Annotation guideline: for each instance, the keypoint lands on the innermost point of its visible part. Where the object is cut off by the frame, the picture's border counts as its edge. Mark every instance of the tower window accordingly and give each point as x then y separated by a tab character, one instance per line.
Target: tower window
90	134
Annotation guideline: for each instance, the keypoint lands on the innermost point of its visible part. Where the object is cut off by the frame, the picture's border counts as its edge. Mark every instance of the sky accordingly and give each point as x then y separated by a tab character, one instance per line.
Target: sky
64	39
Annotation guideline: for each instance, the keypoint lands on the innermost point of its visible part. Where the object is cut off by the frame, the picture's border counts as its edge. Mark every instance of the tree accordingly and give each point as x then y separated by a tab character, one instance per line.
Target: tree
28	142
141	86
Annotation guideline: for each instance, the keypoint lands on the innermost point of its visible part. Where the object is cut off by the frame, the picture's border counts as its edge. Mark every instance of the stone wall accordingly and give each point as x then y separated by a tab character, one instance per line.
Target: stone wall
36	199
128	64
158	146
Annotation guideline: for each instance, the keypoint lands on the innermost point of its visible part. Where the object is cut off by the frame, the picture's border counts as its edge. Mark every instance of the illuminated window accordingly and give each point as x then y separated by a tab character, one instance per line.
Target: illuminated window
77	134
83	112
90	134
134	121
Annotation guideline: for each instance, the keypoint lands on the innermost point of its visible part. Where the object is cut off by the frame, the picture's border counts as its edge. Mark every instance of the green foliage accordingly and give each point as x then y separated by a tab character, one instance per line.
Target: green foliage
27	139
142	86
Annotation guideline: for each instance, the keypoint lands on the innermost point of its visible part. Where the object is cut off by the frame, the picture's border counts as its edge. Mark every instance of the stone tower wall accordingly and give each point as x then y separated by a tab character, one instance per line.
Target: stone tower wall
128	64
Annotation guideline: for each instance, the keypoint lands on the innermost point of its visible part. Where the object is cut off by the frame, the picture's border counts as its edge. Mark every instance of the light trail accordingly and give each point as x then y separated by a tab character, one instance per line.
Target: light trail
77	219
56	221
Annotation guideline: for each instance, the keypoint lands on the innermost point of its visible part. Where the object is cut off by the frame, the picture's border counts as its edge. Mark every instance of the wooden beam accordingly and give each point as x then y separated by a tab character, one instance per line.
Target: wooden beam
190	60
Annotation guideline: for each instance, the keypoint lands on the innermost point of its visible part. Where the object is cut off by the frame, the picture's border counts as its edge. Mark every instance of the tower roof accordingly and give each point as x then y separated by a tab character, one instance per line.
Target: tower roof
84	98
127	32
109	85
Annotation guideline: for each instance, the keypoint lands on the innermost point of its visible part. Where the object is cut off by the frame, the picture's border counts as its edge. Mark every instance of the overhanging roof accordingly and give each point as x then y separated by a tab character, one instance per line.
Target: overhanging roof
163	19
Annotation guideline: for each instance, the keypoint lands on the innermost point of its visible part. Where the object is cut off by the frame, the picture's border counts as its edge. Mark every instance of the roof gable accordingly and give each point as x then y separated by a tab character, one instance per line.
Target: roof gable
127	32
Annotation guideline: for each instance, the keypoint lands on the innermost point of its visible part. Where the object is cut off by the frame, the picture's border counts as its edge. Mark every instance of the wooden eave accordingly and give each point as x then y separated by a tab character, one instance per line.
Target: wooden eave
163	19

------------

> TASK DESCRIPTION: The required output is the complete set of records, reproduced exactly.

> SOLUTION TO THIS PROBLEM:
Annotation guideline: for each instance, the keypoint lands on the innermost point of its visible part. Where the object is cut off by the frame, the picture's border counts as its edge. Mark every instance of the tower window accordingly and give each point as x then y separated by a tab character, one instance per line.
Target: tower window
90	134
Annotation guideline: for each instance, the keypoint lands on the innermost point of its visible part. Where the object is cut off by the frame, the picture's border counts as its edge. Mark every instance of the sky accordingly and give each point as x then y separated by a tab character, one instance per line.
Target: sky
64	39
Annotation guideline: for each instance, the keypoint lands on the innermost point of its visible part. Where the object is cut off by the frame, the picture's border counts as its edge. Mark every instance of the tree accordingly and give each point as x then y separated by a tab character, one instance per line.
Target: tree
28	142
141	86
Annotation guideline: for each instance, the keypoint lands on the innermost point of its visible part. Where the object is cut off by the frame, the picture's border counts as its edge. Mark every instance of the stone wall accordingly and give each point as x then y separated by a tab character, one instance per line.
Target: stone wall
36	199
128	64
158	146
Annotation guideline: for each instance, the keypoint lands on the innermost point of its visible part. Where the object is cut off by the frame, the picture's border counts as its edge. Mark every instance of the illuminated window accordingly and give each point as x then y separated by a tab character, one instance per line.
Target: illuminated window
77	134
83	112
90	134
134	121
Annotation guideline: for each instance, the keypoint lands on the innermost point of its visible part. Where the object is cut off by the frame, the picture's border counts as its edge. Mark every instance of the green foliage accordingly and give each point as x then y separated by a tab character, one instance per line.
Target: green foliage
27	139
142	86
Annotation guideline: for each instance, the keypoint lands on the innermost point of its visible part. Where the object is cut off by the frame, the picture's border counts as its edge. Mark every instance of the stone tower wall accordingly and give each point as x then y separated by a tab character, one instance per line.
Target: stone tower wall
128	64
Annotation guideline: for each instance, the keypoint lands on the innermost point of its visible part. Where the object is cut off by the frame, the picture's border counts as its edge. Mark every instance of the light trail accordingly and give each point as x then y separated by a tab character, one instance per line.
Target: light trail
77	219
56	221
Annotation guideline: for each instance, the keypoint lands on the innermost point of its visible part. Where the object is cut off by the frame, the picture's border counts as its edge. Mark every instance of the wooden beam accordingly and give each point as x then y separated by a tab character, one instance per line.
Target: wooden beam
190	60
Annotation guideline: for each instance, the keypoint lands on the innermost point of its visible part. Where the object is cut off by the frame, the picture's border counts as its edge. Mark every instance of the tower roof accordingly and give each point as x then y separated by a tab character, one instance per line.
Target: tower roof
84	98
127	32
109	85
Annotation guideline: for each instance, the keypoint lands on the innermost point of its visible part. Where the object is cut off by the frame, the picture's border counts as its edge. Mark every instance of the overhanging roof accordingly and give each point as x then y separated by a tab character, one instance per line.
Target: overhanging roof
163	19
Annotation guideline: for each instance, the keypoint lands on the innermost point of its visible part. Where the object is cut off by the frame, the picture's border counts as its edge. Mark every instance of the roof gable accordingly and give each point as x then y separated by a tab character, one instance per line.
Target: roof gable
127	32
Annotation guideline: for each instance, the keypoint lands on the innermost point of its visible part. Where the object is cut off by the frame, the picture's border counts as its edge. Mark every instance of the wooden eave accordingly and give each point as x then y separated by a tab character, one instance per line.
Target: wooden eave
163	19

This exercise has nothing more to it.